-- TEXTAUSZUG --
- - - -

Neuer Ausgleich für Baustellen mit Übernachtung

Für Arbeitnehmerinnen und Arbeitnehmer, die nicht täglich nach Hause fahren, gibt es ebenfalls einen Ausgleich. Bei einer Entfernung von 75 bis 200 Kilometer pro Fahrt neun Euro, bis zu 300 Kilometer 18 Euro und bis 400 Kilometer 27 Euro. Für jede Anfahrt über 400 Kilometer gibt es 39 Euro. "Bisher gab es einen Anspruch auf Vergütung der Reisezeit für die An- und Abreise zur Baustelle mit dem Gesamttarifstundenlohn ohne Zuschläge. Dieser Anspruch fällt mit der neuen Regelung weg", so Rechtsanwältin Brösicke.

Den Anspruch auf Wegezeitentschädigung haben die Beschäftigten aber nur bei tatsächlich zurückgelegten Wegstrecken und er ist auf zwei Tage pro Woche sowie auf vom Arbeitgeber angeordnete An- und Abreisen beschränkt.

- - - -

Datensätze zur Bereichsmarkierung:
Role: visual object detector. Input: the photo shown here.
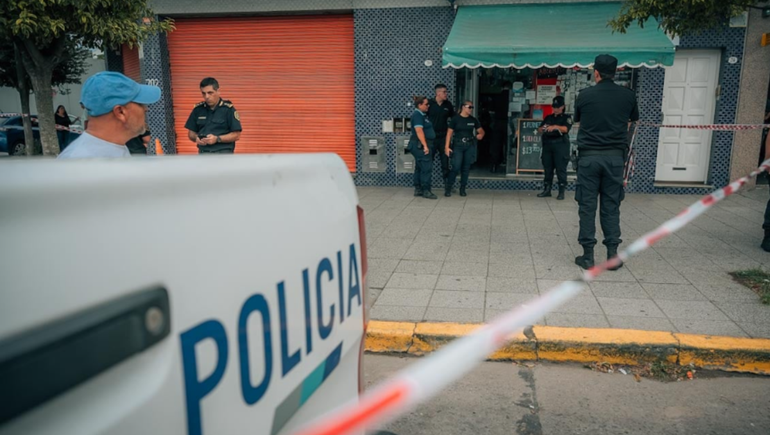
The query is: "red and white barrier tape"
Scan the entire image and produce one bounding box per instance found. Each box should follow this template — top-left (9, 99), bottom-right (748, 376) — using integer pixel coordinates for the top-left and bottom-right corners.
top-left (639, 122), bottom-right (770, 131)
top-left (288, 159), bottom-right (770, 435)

- - - -

-- AUFGABEN --
a – Wie viel Euro gibt es laut dem Textauszug für jede Anfahrt über 400 Kilometer?
b – Schreiben Sie aus der Liste die Zeilen vom Anfang bis einschließlich der Zeile mit „Scan the entire“ wortgetreu ab. Lassen Sie dabei die Bilder weg.

-- LÖSUNGEN --
a – 39 Euro.

b –
Role: visual object detector. Input: the photo shown here.
The query is: "red and white barrier tape"
Scan the entire image and produce one bounding box per instance found. Each box should follow this template — top-left (9, 99), bottom-right (748, 376) — using integer pixel coordinates for the top-left and bottom-right corners.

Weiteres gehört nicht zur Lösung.